___ DATA EXCERPTS ___

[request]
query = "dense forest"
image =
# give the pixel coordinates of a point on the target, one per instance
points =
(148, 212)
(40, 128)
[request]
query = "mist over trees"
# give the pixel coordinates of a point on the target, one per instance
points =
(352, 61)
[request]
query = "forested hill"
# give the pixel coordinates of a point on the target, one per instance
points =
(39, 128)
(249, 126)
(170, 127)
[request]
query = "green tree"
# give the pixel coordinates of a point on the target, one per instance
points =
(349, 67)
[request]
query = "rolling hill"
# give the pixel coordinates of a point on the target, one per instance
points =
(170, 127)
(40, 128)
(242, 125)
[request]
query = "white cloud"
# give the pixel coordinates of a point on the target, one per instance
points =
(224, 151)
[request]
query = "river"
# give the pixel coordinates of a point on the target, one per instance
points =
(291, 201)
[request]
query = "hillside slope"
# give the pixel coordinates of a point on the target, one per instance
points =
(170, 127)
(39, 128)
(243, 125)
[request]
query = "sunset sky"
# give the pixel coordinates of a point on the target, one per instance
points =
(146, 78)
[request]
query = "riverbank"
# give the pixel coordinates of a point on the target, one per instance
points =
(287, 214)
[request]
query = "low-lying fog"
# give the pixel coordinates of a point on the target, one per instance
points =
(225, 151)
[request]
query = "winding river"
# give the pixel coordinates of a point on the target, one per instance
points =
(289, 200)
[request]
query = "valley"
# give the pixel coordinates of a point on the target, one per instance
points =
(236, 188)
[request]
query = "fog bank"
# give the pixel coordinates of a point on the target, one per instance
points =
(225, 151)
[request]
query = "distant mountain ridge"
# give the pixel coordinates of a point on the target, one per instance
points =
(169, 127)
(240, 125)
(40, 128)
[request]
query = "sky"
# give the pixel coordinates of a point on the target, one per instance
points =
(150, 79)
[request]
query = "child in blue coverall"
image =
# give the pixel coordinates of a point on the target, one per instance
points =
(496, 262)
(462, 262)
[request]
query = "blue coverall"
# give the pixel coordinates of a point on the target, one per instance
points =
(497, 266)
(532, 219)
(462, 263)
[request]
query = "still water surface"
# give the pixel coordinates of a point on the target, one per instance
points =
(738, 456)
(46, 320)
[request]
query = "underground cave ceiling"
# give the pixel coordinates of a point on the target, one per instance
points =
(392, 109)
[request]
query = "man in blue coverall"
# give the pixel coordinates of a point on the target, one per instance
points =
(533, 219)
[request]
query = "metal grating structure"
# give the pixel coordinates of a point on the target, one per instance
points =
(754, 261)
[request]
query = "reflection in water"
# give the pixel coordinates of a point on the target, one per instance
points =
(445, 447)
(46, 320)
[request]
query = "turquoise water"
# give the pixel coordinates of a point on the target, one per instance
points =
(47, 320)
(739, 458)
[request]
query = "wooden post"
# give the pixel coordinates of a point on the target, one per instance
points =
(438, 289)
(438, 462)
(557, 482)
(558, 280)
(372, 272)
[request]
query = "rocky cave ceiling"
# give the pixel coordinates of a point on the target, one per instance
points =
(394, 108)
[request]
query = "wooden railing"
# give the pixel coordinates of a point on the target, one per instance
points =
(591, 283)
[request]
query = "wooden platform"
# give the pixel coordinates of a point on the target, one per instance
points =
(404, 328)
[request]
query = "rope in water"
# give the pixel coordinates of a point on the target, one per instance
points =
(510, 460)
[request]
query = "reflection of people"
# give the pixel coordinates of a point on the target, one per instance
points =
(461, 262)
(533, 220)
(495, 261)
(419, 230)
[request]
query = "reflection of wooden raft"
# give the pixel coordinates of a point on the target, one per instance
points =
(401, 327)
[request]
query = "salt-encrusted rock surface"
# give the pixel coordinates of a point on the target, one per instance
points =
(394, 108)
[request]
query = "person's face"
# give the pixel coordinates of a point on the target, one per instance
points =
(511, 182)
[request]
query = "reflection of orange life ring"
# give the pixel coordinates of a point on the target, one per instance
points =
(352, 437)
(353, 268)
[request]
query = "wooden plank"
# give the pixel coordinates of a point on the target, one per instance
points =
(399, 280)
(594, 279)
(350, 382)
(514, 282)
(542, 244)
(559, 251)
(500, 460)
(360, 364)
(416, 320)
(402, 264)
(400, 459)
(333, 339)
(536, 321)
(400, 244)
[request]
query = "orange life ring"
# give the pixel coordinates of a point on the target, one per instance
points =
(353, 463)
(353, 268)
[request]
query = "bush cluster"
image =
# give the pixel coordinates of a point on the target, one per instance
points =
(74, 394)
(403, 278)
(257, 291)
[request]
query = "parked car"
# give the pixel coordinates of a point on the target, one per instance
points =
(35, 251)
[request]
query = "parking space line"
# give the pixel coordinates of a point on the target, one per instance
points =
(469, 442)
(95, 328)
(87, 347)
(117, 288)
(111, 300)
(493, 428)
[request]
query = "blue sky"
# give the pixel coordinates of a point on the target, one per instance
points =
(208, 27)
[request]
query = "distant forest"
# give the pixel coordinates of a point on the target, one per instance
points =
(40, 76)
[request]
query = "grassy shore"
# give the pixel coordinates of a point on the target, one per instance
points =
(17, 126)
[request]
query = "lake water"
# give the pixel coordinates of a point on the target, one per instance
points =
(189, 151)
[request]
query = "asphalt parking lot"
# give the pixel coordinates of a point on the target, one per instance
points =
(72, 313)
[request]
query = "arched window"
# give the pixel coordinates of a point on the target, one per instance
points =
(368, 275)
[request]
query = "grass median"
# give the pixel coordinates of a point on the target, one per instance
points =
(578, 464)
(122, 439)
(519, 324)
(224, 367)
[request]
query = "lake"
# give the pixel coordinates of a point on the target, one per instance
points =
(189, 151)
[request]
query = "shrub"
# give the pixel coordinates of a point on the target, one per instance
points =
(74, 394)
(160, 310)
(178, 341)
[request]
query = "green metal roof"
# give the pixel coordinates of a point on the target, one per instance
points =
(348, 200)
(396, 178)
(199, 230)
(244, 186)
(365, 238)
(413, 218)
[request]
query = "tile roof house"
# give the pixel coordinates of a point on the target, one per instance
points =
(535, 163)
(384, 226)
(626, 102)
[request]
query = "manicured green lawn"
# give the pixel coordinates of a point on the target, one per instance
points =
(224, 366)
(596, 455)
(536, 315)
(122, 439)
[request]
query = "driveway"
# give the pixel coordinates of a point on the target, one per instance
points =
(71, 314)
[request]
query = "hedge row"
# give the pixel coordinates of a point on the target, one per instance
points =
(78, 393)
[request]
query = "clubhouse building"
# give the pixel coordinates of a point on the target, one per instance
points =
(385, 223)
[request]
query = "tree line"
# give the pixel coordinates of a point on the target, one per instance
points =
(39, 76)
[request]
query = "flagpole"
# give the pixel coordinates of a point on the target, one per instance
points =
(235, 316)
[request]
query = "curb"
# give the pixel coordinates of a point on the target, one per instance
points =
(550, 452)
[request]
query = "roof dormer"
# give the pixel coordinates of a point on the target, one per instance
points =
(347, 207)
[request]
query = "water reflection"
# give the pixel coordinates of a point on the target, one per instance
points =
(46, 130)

___

- [SHORT EXERCISE]
Retype the data exactly as given.

- [REPLY TO THE TASK]
[request]
query = "dense forest"
image =
# give the pixel coordinates of a point on the target, one per instance
points =
(148, 212)
(40, 128)
[request]
query = "mist over trees"
# give the pixel coordinates of a point on the target, one per instance
points =
(352, 61)
[request]
query = "forested hill"
# give the pixel coordinates of a point on the target, one per instance
points =
(39, 128)
(249, 126)
(170, 127)
[request]
query = "green tree"
# give the pixel coordinates of a point on the target, one per instance
points =
(349, 67)
[request]
query = "rolling hill"
# give the pixel coordinates of a point on the target, one per instance
points =
(170, 127)
(40, 128)
(242, 125)
[request]
query = "white cloud"
# give the pixel coordinates of a point on the target, one per instance
points =
(224, 151)
[request]
query = "river"
# give the pixel coordinates of a point on the target, one per instance
points =
(291, 201)
[request]
query = "hillside slope"
# give the pixel coordinates of a point on the target, one per instance
points =
(170, 127)
(39, 128)
(243, 125)
[request]
query = "sunset sky"
# give the pixel coordinates of a point on the target, one per instance
points =
(146, 78)
[request]
query = "riverbank"
# give the pixel coordinates of a point on the target, one per instance
points =
(287, 214)
[request]
query = "low-lying fog"
# give the pixel coordinates of a point on the target, one per instance
points =
(225, 151)
[request]
query = "winding river"
# give the pixel coordinates of a point on the target, one per instance
points =
(289, 200)
[request]
query = "valley"
# give the pixel coordinates of a point on the target, one per instance
points =
(236, 188)
[request]
query = "fog bank"
# give the pixel coordinates of a point on the target, one per instance
points =
(225, 151)
[request]
query = "distant mountain ridge"
# give the pixel coordinates of a point on the target, one per instance
points =
(169, 127)
(240, 125)
(40, 128)
[request]
query = "sky"
# give the pixel coordinates of a point on the target, one per instance
points =
(150, 79)
[request]
query = "child in blue coverall"
image =
# give the pixel coordinates of a point on the target, one per instance
points =
(496, 262)
(462, 262)
[request]
query = "blue coverall"
# give the pixel coordinates of a point on the target, one per instance
points =
(497, 266)
(532, 219)
(462, 263)
[request]
query = "still water surface"
# give the pixel coordinates of a point on the target, one per instance
points =
(738, 456)
(46, 320)
[request]
query = "underground cave ceiling"
# give the pixel coordinates of a point on the target, one per instance
points =
(392, 109)
[request]
query = "man in blue coverall"
# give the pixel coordinates of a point on the target, one per instance
points =
(533, 219)
[request]
query = "metal grating structure"
# give the pixel coordinates of a point on the target, one per instance
points =
(754, 261)
[request]
query = "reflection in water"
# give the pixel coordinates of a point on the target, one per instance
points =
(445, 447)
(46, 320)
[request]
query = "turquoise water"
# give the pixel coordinates of a point on the target, one per instance
points =
(47, 320)
(739, 458)
[request]
query = "wooden post"
# give the pixel coordinates of a point on the target, one per instance
points =
(438, 289)
(438, 462)
(557, 482)
(558, 280)
(372, 272)
[request]
query = "rocky cave ceiling"
# give the pixel coordinates of a point on the target, one per instance
points =
(394, 108)
[request]
query = "wooden railing"
# give the pixel coordinates of a point on the target, one per instance
points =
(591, 283)
[request]
query = "wooden platform"
# give the pixel coordinates of a point on the target, one per instance
points =
(404, 328)
[request]
query = "rope in water"
# give the pixel coordinates of a point on the target, one per instance
points =
(510, 460)
[request]
query = "reflection of people"
# give the pixel coordinates of a point on the target, one per instance
points =
(461, 262)
(533, 220)
(495, 261)
(419, 230)
[request]
query = "reflection of wooden raft"
# give the pixel coordinates of a point on the target, one per instance
points =
(401, 327)
[request]
query = "salt-encrusted rock surface"
# give the pixel coordinates of a point on the target, one per instance
points =
(394, 108)
[request]
query = "person's face"
# give the pixel coordinates of a point on the target, one per instance
points =
(511, 182)
[request]
query = "reflection of orange life ring"
# give the pixel coordinates of a point on the target, one per instance
points =
(352, 437)
(353, 268)
[request]
query = "wooden plank"
# give the pixel coordinates of a point on the target, one per instance
points =
(399, 280)
(594, 279)
(350, 382)
(514, 282)
(542, 244)
(559, 251)
(500, 460)
(360, 364)
(416, 320)
(402, 264)
(400, 459)
(333, 339)
(536, 321)
(400, 244)
[request]
query = "orange life ring"
# give the pixel coordinates of a point on the target, one per instance
points =
(353, 463)
(353, 268)
[request]
query = "bush cluster"
image =
# give the pixel coordinates of a point on the target, one per instance
points =
(74, 394)
(403, 278)
(257, 291)
[request]
query = "parked car"
# give the pixel coordinates of a point on the target, one per instance
points =
(35, 251)
[request]
query = "parking space line"
# give the pixel coordinates of a point on the target, one per instance
points =
(469, 442)
(95, 328)
(87, 347)
(117, 288)
(111, 300)
(493, 428)
[request]
query = "blue sky"
# give the pixel coordinates of a point on the target, one per instance
points =
(208, 27)
[request]
query = "distant forest"
# give the pixel coordinates of a point on the target, one per instance
points =
(40, 76)
[request]
query = "grassy shore"
# give the pixel coordinates of a point on the target, one per instance
points =
(17, 126)
[request]
query = "lake water"
# give the pixel coordinates of a point on the target, one per instance
points =
(189, 151)
[request]
query = "asphalt parking lot"
# give the pixel coordinates of a point on the target, one per instance
points =
(72, 313)
[request]
query = "arched window"
# give the pixel coordinates of a point on the target, one per instance
points =
(368, 275)
[request]
query = "grass median"
# give the pixel coordinates of a point on the target, one per instance
points =
(578, 464)
(122, 439)
(519, 324)
(224, 367)
[request]
query = "lake"
# give the pixel coordinates of a point on the target, one per instance
points =
(189, 151)
[request]
query = "shrub"
# give the pixel coordinates of a point on the target, one per instance
points =
(74, 394)
(160, 310)
(178, 341)
[request]
query = "green metal roof"
# give the pixel coordinates of a point on the target, one per instance
points =
(348, 200)
(396, 178)
(199, 230)
(244, 186)
(365, 238)
(413, 218)
[request]
query = "tile roof house"
# give the pixel coordinates of a point on the target, one per instance
points =
(535, 163)
(384, 226)
(626, 102)
[request]
query = "manicured green lawn"
# give the pixel coordinates of a point on the target, one per instance
points =
(224, 366)
(596, 455)
(536, 315)
(122, 439)
[request]
query = "driveway"
# give the pixel coordinates of a point on the target, one per instance
points =
(71, 314)
[request]
query = "hedge row"
# give the pixel coordinates of a point on the target, one per instance
points =
(78, 393)
[request]
query = "clubhouse building"
# give the pixel coordinates of a point on the target, one per instance
points =
(385, 223)
[request]
query = "tree line"
# give the pixel coordinates of a point on the target, one per instance
points =
(39, 76)
[request]
query = "flagpole"
# give the pixel coordinates of a point on the target, one per instance
points =
(235, 316)
[request]
query = "curb"
# give the pixel coordinates of a point on the target, one per instance
points =
(550, 452)
[request]
query = "roof dormer"
# give the pixel coordinates of a point on the target, one per instance
points =
(347, 207)
[request]
query = "water reflection"
# give the pixel coordinates of a point on the target, one per instance
points =
(46, 130)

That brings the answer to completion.